(SELECTION):
-- -- --

President Lori Bettison-Varga, the “BeHeard” Forum, and the Need for Transparency

The February 27 BeHeard Forum with President Lori Bettison-Varga was chaotic, to say the least. The Forum began with a palpable feeling on the part of the students crowded into SCORE of wanting to make progress and come to some sort of understanding and agreement about student power on campus. This hope soon turned into confusion and anger, with many a face-palm, upset murmurings, and, by the end, downright shouting on both sides. LBV snapped on more than one occasion. So did the students. By the end, I personally left so rattled that I no longer even knew what I was feeling, let alone thinking.
Still, I do believe that this particular BeHeard Forum needed to happen. Though most students left upset — as I’m sure LBV did, as well, judging from her outbursts of obvious frustration during the Forum — at least we know where we stand, roughly. No, of course where we stand is not ideal. To many, it’s not even acceptable. But at least from here, we can figure a way out. Hopefully. 
In this article, I’ll hit a few of the key points brought up in the forum, and will illustrate some instances of the circular talking that happened repeatedly throughout the hour-long meeting. The steps forward I suggest at the end are a call to President Bettison-Varga and others in power to let us work with them. I think it’s safe to say that the Scripps student body doesn’t want to impede the progress of the LASPA Center or to hurt Scripps in any way; we simply want to be a significant part of the decision-making. After all, the decisions being made will affect us. Surely there must be a way for LBV and the Board of Trustees to not just hear our voices, but actually use them so that we can all attain our common goal of an even better Scripps College.

-- -- --

Pointing dataset records
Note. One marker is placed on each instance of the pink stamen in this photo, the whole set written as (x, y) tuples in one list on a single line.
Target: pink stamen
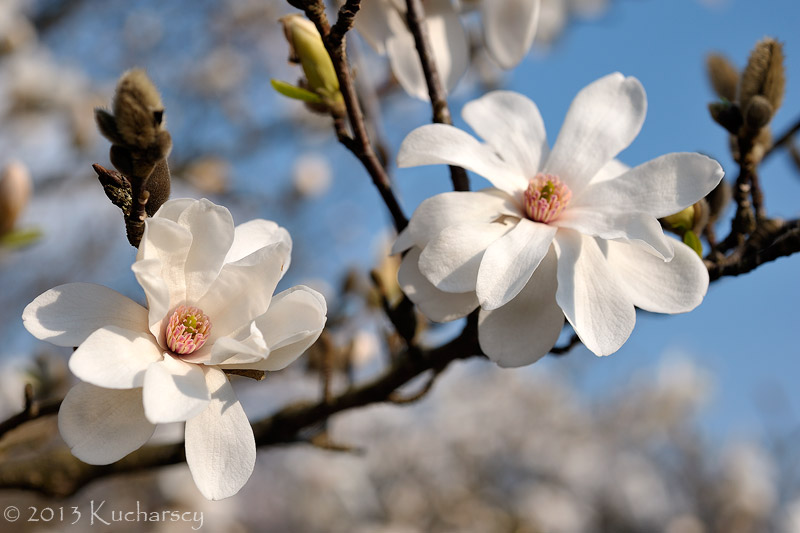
[(187, 330), (546, 197)]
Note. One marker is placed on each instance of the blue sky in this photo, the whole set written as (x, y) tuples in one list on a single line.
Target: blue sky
[(744, 332)]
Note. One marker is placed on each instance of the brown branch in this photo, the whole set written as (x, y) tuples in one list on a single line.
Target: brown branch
[(782, 242), (783, 139), (359, 143), (415, 16)]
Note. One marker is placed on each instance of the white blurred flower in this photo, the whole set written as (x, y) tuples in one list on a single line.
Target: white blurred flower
[(210, 308), (508, 26), (569, 232)]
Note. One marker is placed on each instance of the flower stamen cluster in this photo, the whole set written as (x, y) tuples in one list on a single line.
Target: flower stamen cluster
[(187, 330), (546, 197)]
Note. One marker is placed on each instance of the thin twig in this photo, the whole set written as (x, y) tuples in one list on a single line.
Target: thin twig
[(441, 112), (359, 143), (783, 139)]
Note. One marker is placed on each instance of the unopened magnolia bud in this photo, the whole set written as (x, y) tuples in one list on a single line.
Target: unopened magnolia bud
[(138, 110), (758, 112), (15, 191), (723, 75), (321, 85), (764, 74)]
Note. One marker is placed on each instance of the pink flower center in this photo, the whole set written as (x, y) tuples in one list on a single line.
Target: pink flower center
[(187, 330), (546, 197)]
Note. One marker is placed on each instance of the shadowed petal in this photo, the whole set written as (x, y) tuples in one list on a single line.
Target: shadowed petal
[(591, 295), (115, 358), (102, 426), (220, 447), (526, 328), (603, 119), (437, 305)]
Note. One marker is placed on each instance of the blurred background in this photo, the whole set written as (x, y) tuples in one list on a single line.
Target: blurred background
[(691, 427)]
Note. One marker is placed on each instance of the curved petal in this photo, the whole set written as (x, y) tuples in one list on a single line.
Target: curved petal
[(452, 259), (527, 327), (101, 426), (174, 391), (115, 358), (640, 228), (603, 119), (293, 322), (212, 235), (591, 295), (440, 144), (675, 286), (661, 187), (220, 447), (448, 42), (513, 127), (253, 235), (66, 315), (438, 212), (436, 305), (508, 28), (243, 290), (510, 261)]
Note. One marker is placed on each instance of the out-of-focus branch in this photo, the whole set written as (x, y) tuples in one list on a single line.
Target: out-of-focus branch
[(782, 241), (784, 138), (415, 16), (359, 143)]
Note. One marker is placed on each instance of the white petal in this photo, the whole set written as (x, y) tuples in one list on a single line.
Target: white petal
[(440, 144), (660, 187), (115, 358), (438, 212), (527, 327), (436, 305), (603, 119), (293, 322), (101, 426), (212, 235), (247, 346), (675, 286), (66, 315), (448, 42), (609, 223), (513, 127), (510, 261), (174, 391), (243, 290), (452, 259), (590, 294), (220, 447), (508, 28), (254, 235), (172, 209)]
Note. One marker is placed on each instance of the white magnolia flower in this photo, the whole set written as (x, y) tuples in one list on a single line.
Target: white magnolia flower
[(569, 232), (508, 27), (210, 307)]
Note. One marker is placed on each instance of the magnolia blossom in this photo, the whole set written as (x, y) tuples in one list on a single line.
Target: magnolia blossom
[(570, 232), (508, 28), (210, 308)]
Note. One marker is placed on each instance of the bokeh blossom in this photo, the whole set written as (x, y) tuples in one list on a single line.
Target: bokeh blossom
[(570, 232), (210, 308)]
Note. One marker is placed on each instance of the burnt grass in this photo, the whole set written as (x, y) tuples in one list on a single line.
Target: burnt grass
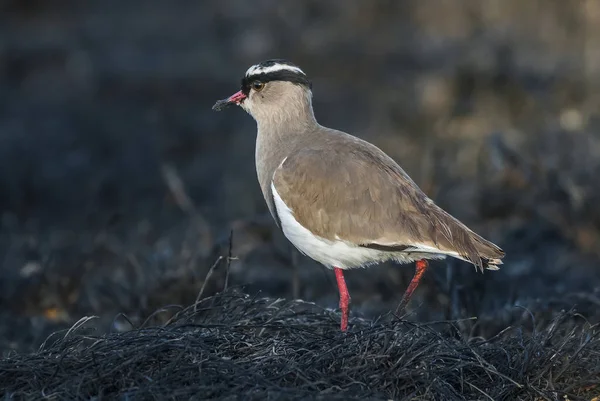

-- -- --

(REQUIRED ACTIONS):
A: Answer these from the BeHeard Forum article:
(i) On what date was the forum held?
(ii) Into what place were the students crowded?
(iii) How long does the article say the meeting lasted?
B: Output the passage of the BeHeard Forum article starting at "The February 27" and ending at "let alone thinking.".

(EXPECTED ANSWERS):
A:
(i) February 27
(ii) SCORE
(iii) One hour

B:
The February 27 BeHeard Forum with President Lori Bettison-Varga was chaotic, to say the least. The Forum began with a palpable feeling on the part of the students crowded into SCORE of wanting to make progress and come to some sort of understanding and agreement about student power on campus. This hope soon turned into confusion and anger, with many a face-palm, upset murmurings, and, by the end, downright shouting on both sides. LBV snapped on more than one occasion. So did the students. By the end, I personally left so rattled that I no longer even knew what I was feeling, let alone thinking.